Text passage start

Friday, August 03, 2007

UD Has Always Been Intrigued...

...by skilled propagandists, people who know how to use language in order to frighten people into agreeing with them. The last piece of writing she looked at in detail along these lines was about Patrick Henry College, fascist Christian robot manufacturer. Here's another good one, by Tom Hayden in The Nation. My commentary's included.

Should a human rights center at the nation's most prestigious university be collaborating with the top US general in Iraq in designing the counter-insurgency doctrine behind the current military surge? [The genius of this opening sentence lies in the word "collaborating." The subject is the military, and the relationship between the military and the university. There's a well-known history, on which the writer is depending, involving CIA/university collaboration, as well as other forms of collaboration. Our other association with the word "collaborating," on which the writer equally depends, is the disgusting history of European collaboration with the Nazis. An excellent opening gambit.]

Led by Gen. David Petraeus, the so-called surge--an escalation of over 25,000 American troops--is resulting in hundreds of killings, mass roundups, door-to-door break-ins, and military offensives in Baghdad, Al-Anbar and Diyala provinces, on the side of a deeply-sectarian Baghdad regime which, according to the White House benchmarks report, still compiles official lists of Sunni Arabs targeted for detention or death. The counter-insurgency campaign is explained as a military way to create "space" for Iraqis to reach a political solution without violent interference. [No problem here, although the writer's already implicitly suggesting collaborative support of this policy on the part of a still-unnamed university.]

The new doctrine was jointly developed with academics at the Carr Center for Human Rights at Harvard. The Carr Center's Sarah Sewell, a former Pentagon official, co-sponsored with Petraeus the official "doctrine revision workshop" that produced the new Army-Marine Corps Counterinsurgency Field Manual...

This is not an academic text but, in the Marine Corps' title, a "warfighting doctrine," complete with hundreds of recommendations ranging from how to "clear, hold and build," how to use secret agents in calling in air strikes, even advice on public speaking ("avoid pacing, writing on the blackboard, teetering on the lectern, drinking beverages, or doing any other distracting activity while the interpreter is translating.").

Text passage end
Data start

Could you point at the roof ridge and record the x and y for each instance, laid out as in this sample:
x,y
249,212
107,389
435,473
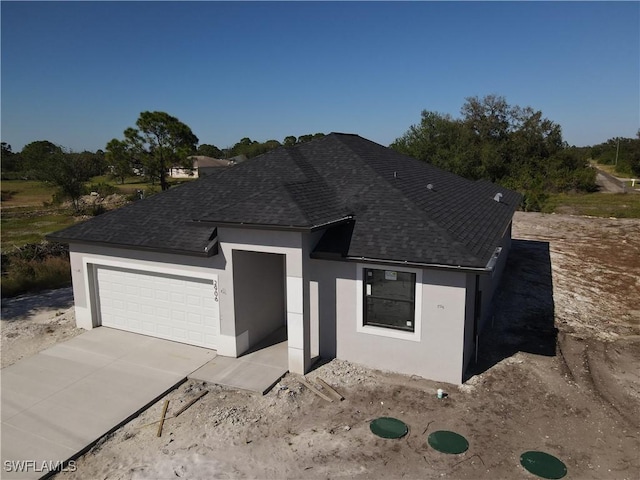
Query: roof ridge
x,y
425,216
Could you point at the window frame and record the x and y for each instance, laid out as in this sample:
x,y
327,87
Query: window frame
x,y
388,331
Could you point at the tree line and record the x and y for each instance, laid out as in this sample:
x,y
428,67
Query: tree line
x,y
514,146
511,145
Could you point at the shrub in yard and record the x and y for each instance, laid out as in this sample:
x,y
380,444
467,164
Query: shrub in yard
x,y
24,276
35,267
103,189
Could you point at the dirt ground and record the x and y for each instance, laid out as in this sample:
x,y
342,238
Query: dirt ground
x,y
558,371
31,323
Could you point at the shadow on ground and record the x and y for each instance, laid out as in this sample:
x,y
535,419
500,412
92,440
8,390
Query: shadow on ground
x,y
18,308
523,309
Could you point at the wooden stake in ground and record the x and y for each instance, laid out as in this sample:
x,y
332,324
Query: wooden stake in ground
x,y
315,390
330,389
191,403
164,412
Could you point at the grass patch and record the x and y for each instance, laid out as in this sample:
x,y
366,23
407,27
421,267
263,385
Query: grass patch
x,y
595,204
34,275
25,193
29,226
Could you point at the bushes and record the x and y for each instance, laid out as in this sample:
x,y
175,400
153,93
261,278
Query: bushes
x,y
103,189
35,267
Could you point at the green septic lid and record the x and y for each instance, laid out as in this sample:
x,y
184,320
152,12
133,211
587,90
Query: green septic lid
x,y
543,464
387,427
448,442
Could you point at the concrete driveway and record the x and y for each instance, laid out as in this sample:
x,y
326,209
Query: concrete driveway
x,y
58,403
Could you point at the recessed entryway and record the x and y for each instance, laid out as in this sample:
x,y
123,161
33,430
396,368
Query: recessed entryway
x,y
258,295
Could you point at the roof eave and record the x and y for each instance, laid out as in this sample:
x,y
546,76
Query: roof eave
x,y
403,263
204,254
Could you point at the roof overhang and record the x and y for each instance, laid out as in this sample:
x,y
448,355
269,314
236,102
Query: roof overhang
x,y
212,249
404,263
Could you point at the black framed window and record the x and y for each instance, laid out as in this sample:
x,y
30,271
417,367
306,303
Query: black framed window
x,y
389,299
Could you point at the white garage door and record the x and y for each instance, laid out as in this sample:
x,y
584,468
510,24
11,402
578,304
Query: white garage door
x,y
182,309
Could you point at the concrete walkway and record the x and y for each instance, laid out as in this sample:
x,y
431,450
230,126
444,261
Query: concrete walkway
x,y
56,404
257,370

Data end
Data start

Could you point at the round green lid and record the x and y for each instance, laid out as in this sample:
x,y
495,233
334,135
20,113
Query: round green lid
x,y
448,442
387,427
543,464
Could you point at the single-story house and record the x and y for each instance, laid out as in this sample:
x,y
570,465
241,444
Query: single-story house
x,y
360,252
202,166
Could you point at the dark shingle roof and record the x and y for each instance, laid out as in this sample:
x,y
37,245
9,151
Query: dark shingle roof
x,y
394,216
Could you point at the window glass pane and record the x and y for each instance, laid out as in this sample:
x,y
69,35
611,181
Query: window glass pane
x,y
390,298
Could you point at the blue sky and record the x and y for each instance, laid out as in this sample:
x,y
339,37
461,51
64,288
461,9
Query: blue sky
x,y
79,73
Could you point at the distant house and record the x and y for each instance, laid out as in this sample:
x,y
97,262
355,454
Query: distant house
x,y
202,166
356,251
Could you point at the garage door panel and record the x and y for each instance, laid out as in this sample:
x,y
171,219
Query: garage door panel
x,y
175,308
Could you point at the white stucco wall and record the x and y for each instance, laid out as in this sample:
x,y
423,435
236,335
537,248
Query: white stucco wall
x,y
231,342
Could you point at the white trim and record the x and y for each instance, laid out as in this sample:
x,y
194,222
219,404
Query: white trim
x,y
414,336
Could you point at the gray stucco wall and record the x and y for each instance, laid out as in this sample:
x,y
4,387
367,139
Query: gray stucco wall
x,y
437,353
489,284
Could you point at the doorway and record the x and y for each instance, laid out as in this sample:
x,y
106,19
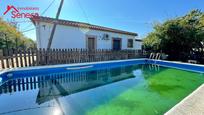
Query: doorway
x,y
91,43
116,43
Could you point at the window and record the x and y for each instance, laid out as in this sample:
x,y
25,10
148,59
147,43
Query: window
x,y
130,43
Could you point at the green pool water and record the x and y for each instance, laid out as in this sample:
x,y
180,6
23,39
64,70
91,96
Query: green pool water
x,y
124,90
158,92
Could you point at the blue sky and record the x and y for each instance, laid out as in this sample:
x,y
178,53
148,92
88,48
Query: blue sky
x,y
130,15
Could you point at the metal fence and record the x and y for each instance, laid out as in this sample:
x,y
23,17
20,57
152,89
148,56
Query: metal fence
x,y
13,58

Data end
Data start

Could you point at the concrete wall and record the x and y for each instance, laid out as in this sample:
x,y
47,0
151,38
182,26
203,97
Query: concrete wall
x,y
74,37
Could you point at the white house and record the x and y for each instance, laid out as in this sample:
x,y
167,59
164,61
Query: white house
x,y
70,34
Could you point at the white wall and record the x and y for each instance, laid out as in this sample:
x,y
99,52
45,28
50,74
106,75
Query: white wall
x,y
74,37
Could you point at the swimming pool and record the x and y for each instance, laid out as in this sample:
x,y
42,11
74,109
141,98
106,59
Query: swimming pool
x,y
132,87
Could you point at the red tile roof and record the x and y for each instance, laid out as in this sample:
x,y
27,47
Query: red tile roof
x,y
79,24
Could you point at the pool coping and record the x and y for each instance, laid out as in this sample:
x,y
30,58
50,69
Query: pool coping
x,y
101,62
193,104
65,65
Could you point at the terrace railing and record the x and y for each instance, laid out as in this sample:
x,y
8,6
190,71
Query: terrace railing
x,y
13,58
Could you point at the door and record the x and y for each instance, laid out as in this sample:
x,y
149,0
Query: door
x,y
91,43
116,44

Data end

> **What to work on**
A - Translate this sentence from the blog post into Spanish: "The new doctrine was jointly developed with academics at the Carr Center for Human Rights at Harvard."
B - Carry on the blog post about Tom Hayden's article from the point where it stops.
These rows have no connection to the blog post.

> **Answers by task**
A - La nueva doctrina se desarrolló conjuntamente con académicos del Centro Carr de Derechos Humanos de Harvard.

B -
The new counter-insurgency approach purports to be more civilized and humane than conventional kinetic war. It seeks to save the population ("winning hearts and minds") from the insurgents. It attempts to minimize civilian casualties and avoid torture of detainees. It promotes social programs. These no doubt were the attractions of the collaboration for Harvard's "humanitarian hawks." The introduction to the manual is thoughtful and balanced, even raising questions whether the effort can work at all. Sewall tastefully avoids any references to the brutal though targeted suppression necessary for the mission to succeed, but states in Ivy League language why she stands in coalition with the Marines: [The word "tastefully" is terrific. It plays on the sexism of the audience -- women do things tastefully -- and suggests that -- again, just like a woman -- Sewell is able to collaborate with brutality because she's in a Martha Stewart state of denial about what's really going on. This plays beautifully into the history of collaborationist dupes.]

"Humanitarians often avoid wading into the conduct of war for fear of becoming complicit in its purpose. The field manual requires engagement precisely from those who fear that its words will lack meaning..."

She goes on make an ambiguous comment about the dirty war supported by US Special Forces in El Salvador, now known as the "El Salvador option":

"Military annals today tally that effort as a success, but others cannot get past the shame of America's indirect role in fostering death squads."

The only sense in which the fostering of those Salvadoran death squads was "indirect" is that US forces went to great extremes to hide their role as advisers and trainers, the very role be carried out today by US advisers embedded in Baghdad's Interior Ministry, which is dominated by sectarian Shi'a Badr Brigade personnel.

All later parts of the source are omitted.